WHAT YOU ARE ASKED TO DO:
Scale the data below from the line with "Note: spot the low" up to and including the line with "(1098, 830)". Repeat every one of those lines in full. Multiply each answer coordinate by 2.4 and round it to a whole number, rounding halves up. Leave all other text unchanged.

• • •

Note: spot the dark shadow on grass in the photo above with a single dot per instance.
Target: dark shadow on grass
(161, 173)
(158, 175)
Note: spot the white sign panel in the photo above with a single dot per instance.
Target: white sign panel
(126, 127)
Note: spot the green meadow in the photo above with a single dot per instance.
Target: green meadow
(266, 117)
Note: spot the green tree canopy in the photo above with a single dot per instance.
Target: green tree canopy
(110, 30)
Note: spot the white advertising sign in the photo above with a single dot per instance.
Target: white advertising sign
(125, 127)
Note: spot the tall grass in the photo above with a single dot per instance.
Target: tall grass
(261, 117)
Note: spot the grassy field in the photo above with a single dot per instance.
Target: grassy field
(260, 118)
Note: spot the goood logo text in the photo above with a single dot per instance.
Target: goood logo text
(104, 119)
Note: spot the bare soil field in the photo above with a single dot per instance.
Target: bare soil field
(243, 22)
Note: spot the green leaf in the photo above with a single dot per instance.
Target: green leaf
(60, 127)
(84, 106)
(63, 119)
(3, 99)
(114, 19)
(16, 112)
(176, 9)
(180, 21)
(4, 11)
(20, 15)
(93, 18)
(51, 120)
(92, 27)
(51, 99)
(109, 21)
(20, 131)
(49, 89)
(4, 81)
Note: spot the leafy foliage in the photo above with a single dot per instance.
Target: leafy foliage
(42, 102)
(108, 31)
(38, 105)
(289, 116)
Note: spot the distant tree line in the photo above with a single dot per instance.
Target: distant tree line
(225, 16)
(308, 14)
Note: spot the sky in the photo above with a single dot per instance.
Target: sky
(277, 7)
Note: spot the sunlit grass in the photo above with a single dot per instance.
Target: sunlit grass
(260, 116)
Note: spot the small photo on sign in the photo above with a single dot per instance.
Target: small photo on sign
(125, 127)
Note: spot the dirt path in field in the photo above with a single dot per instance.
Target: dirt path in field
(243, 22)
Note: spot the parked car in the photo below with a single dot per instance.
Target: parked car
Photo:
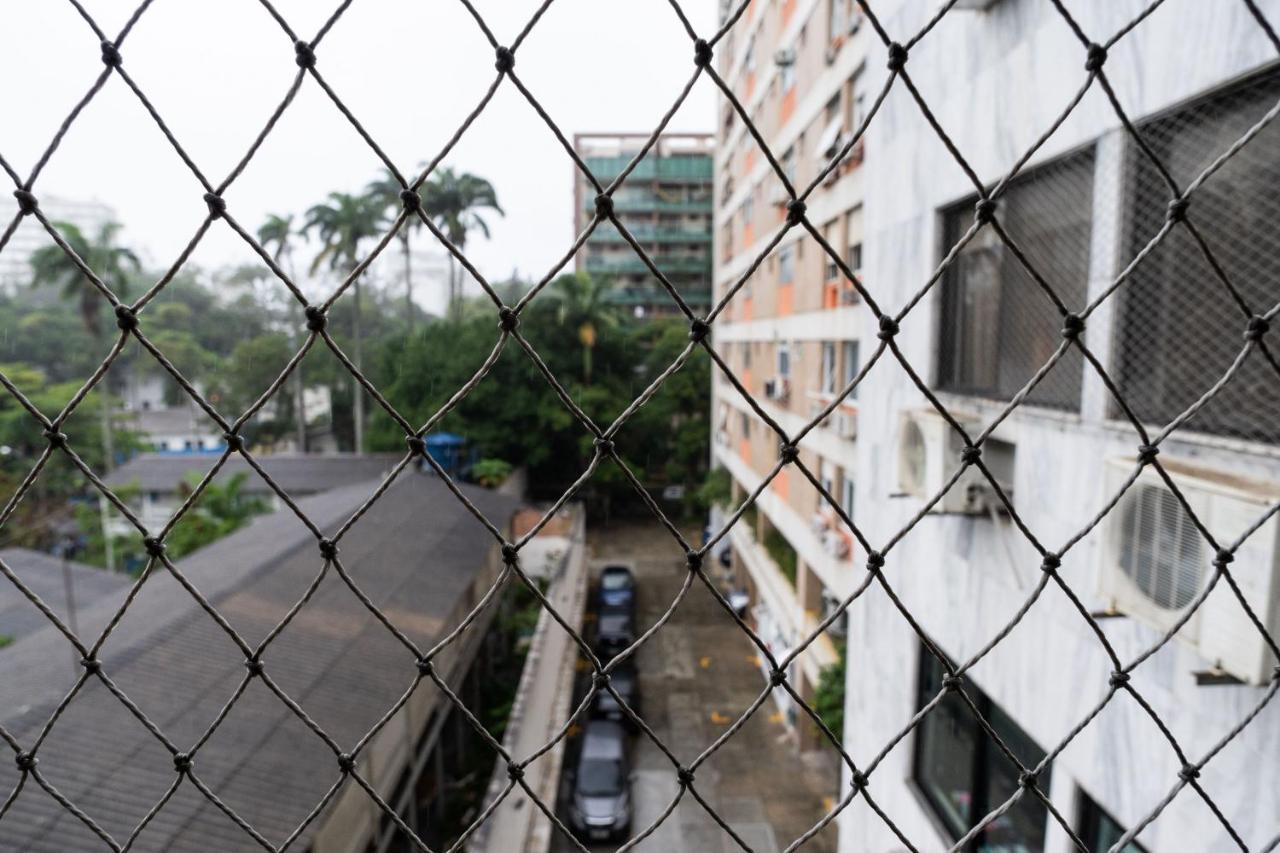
(613, 632)
(617, 589)
(627, 685)
(600, 807)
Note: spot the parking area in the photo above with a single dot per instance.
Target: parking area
(696, 676)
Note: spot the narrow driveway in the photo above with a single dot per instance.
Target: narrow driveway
(698, 675)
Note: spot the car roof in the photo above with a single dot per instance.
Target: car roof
(603, 739)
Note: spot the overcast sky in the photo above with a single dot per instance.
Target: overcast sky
(408, 69)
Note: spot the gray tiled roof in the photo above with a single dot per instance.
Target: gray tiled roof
(42, 574)
(296, 473)
(415, 555)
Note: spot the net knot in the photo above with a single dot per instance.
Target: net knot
(304, 55)
(1096, 58)
(411, 200)
(1258, 325)
(896, 56)
(216, 206)
(316, 318)
(110, 55)
(507, 319)
(126, 318)
(703, 53)
(27, 203)
(506, 59)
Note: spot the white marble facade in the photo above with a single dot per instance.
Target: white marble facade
(996, 81)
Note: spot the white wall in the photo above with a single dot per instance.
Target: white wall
(996, 81)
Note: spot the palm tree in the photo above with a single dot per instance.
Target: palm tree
(453, 203)
(387, 191)
(113, 264)
(342, 223)
(110, 261)
(277, 236)
(580, 302)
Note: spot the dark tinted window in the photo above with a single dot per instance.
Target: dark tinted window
(999, 327)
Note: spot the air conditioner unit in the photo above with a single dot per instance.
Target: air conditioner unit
(777, 388)
(1155, 561)
(928, 454)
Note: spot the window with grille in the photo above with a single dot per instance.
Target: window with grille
(999, 327)
(1180, 324)
(963, 774)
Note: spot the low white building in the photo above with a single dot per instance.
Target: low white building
(1193, 77)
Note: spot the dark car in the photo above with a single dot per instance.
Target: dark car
(617, 589)
(627, 685)
(600, 806)
(613, 633)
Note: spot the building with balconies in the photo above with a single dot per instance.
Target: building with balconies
(664, 205)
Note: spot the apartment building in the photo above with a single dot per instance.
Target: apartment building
(664, 204)
(1194, 78)
(792, 332)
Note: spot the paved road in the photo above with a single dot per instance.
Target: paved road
(696, 675)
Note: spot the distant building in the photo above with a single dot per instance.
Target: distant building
(420, 557)
(666, 205)
(31, 236)
(160, 478)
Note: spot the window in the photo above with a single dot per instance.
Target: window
(850, 365)
(999, 327)
(963, 774)
(1178, 328)
(786, 264)
(828, 368)
(1098, 830)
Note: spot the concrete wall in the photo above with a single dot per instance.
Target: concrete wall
(996, 81)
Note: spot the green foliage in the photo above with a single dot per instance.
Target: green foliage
(828, 698)
(490, 473)
(782, 553)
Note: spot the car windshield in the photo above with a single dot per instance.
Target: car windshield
(615, 580)
(599, 778)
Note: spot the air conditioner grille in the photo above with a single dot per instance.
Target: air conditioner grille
(1161, 550)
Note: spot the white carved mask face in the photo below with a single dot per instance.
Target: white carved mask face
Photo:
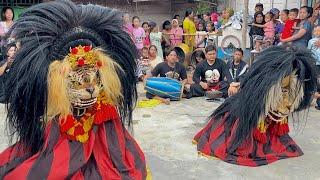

• • •

REPLY TO THE TASK:
Note: spot the low white building in the photo above with a single dot per instance.
Target: low white building
(2863, 185)
Note: spot the dark car in the photo above with a single dot per instance.
Target: dark car
(1481, 1414)
(1505, 1644)
(1440, 1934)
(1471, 1519)
Note: spot the building with balconies in the photo above with a single dot per instance.
Target: building with balconies
(1594, 492)
Note: spot the apartment building in the photo above with a single dot per instance.
Target: apartment building
(1594, 490)
(2866, 187)
(1901, 797)
Note: spot the paved road in the photo above with a single dot per instance.
Target: paved road
(1670, 1620)
Note: spot the distant building in the photo above with a single dot per instance.
Target: distant building
(1008, 1337)
(1598, 492)
(74, 566)
(384, 1147)
Note: spot the window in the photo above with a single dot per instance.
Target: window
(2040, 876)
(2398, 785)
(2311, 1858)
(2827, 787)
(1886, 634)
(1987, 883)
(2635, 1992)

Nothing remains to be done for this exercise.